╭─ Podany fragment

Bez względu na to, człowiek powinien starać się, żeby pojawiło się u niego wielkie niezadowolenie od tego, że nie może on oddawać dla Stwórcy. I wielkość tego niezadowolenia odpowiada tym cierpieniom, które on odczuwa od braku tego odczucia, ponieważ nie ma on tego, o co prosi. W każdym wypadku to nie nazywa się potrzebą, gdyż prawdziwa potrzeba jest mierzona przez ten ból, który on odczuwa, z tego powodu, że nie ma.
Z tego można zrozumieć słowa Ari: „Pokochaj Stwórcę swojego i służ Jemu całym sercem”. Co to jest za praca, która jest w sercu? Jest to modlitwa. I należy zrozumieć, dlaczego zaprzestano wykorzystywać modlitwę w jej zwykłym tłumaczeniu. Tak jest przyjęte: gdy człowiek chce otrzymać cokolwiek od drugiego, on otwiera usta i prosi go. Jak napisano: „Słyszę Ja modlitwę z każdych ust”. Jeżeli tak, to dlaczego powiedziano, że modlitwą nazywa się „praca, co jest w sercu”?
Biorąc pod uwagę wyżej powiedziane, że modlitwą jest odczucie braku, i człowiek życzy sobie, żeby Stwórca napełnił ten brak, lecz nie ma żadnego znaczącego braku w ustach człowieka, gdyż wszystkie odczucia jego odczuwalne są w sercu. Dlatego, jeżeli człowiek nie odczuwa w sercu swoim braku, to wszystko co wychodzi z jego ust, nie jest brane pod uwagę. Przypuśćmy, rzeczywiście brakuje jemu tego, o co on prosi przez usta, lecz napełnienie, o które on prosi, powinno napełnić to miejsce, gdzie znajduje się brak, czyli serce. Dlatego powiedzieli mędrcy, że modlitwa powinna wychodzić z głębi serca, czyli żeby każde serce odczuwało ten brak napełnienia, którego ono pragnie.

╰─

**Treść zadania**
Proszę dopisać dalszy ciąg tekstu o modlitwie jako odczuciu braku w sercu, zaczynając po jego ostatnim zdaniu. Rekordy nie są tu do niczego potrzebne.

╭─ Fragmenty rekordów

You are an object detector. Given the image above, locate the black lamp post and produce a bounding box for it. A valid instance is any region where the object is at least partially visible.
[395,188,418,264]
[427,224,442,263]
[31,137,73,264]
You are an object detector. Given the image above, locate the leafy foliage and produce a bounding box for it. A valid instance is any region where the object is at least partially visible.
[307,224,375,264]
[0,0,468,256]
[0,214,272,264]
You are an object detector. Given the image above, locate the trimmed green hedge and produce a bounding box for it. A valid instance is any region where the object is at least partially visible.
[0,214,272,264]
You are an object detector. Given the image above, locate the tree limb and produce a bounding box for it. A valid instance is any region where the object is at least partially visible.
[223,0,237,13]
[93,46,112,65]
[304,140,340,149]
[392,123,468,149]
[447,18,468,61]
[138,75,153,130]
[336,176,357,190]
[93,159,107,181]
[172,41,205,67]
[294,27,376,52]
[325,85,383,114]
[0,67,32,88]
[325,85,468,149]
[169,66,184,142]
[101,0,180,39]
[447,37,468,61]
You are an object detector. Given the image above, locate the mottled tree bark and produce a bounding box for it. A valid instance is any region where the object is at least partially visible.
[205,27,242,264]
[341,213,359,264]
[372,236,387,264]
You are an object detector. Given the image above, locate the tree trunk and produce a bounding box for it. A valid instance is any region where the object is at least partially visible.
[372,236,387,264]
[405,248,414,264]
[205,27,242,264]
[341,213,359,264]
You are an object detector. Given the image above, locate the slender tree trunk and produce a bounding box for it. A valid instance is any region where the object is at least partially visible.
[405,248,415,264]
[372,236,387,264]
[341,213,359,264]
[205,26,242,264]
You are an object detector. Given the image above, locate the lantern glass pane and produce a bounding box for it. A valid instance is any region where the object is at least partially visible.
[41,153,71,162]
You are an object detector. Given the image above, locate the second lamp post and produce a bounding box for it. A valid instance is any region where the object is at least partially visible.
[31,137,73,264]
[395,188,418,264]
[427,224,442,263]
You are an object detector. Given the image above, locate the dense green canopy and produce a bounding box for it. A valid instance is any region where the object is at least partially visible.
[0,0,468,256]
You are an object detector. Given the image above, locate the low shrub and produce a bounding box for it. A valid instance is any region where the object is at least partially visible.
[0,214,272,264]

╰─

**Odpowiedź na zadanie**
I jak wiadomo światło i kli wskazują na napełnienie, nasłodzenie i brak. Światło – napełnienie, my odnosimy do Stwórcy, a kli – życzenie, odnosi się do stworzeń. I dlatego człowiek powinien przygotować kli, czyli przygotować swoje życzenie, dlatego żeby Stwórca mógł wypełnić je światłem, w przeciwnym wypadku nie ma miejsca na napełnienie. Bez względu na to, kiedy człowiek prosi u Stwórcy o pomoc, żeby naprawić czyny z zamiarem ze względu na oddawanie, ciało pyta go: „Dlaczego ty wypowiadasz tą modlitwę, czego tobie brakuje bez niej?”
Dlatego należy uczyć się ksiąg, w których mówi się o ważności pracy w altruizmie, dopóki człowiek nie pojmie i nie odczuje, że jeżeli u niego nie będzie tych kelim, nie będzie on w stanie wejść do duchowego. I człowiek nie powinien równać się do społeczeństwa, które mówi, że główne – jest to działanie, a nie zamiar, że tylko w czyny należy wkładać całą energię, gdyż czyny – zgodnie z przykazaniami, które my wykonujemy, i uczenie się Tory całkiem wystarczające dla nas.
Zamiast tego człowiek powinien iść drogą Tory i przykazań, żeby doprowadziły go do altruistycznego zamiaru, i po tym jak on nabędzie jasne pojmowanie tego, na ile powinien pracować dla oddawania, i odczuwa ból i cierpienie z tego powodu, że brakuje jemu tej siły, wtedy uważa się, że już ma o co prosić w modlitwie, gdyż modlitwa ta – o tej pracy, co w sercu.
Przecież serce odczuwa to, czego mu brakuje. I wtedy tylko na tą modlitwę przychodzi odpowiedź, czyli jemu dają z góry tą siłę, z którą on już może pracować altruistycznie, dlatego że u niego już pojawiło się prawdziwe życzenie do duchowego.
Lecz co może uczynić człowiek, jeżeli po wszystkich próbach i wysiłkach, których próbował, on póki co nie odczuwa bólu i cierpienia z tego powodu, że nie może pracować na oddawanie? W takiej sytuacji należy prosić Stwórcę, żeby dał jemu życzenie – kli, które nazywa się „potrzeba w odczuciach”.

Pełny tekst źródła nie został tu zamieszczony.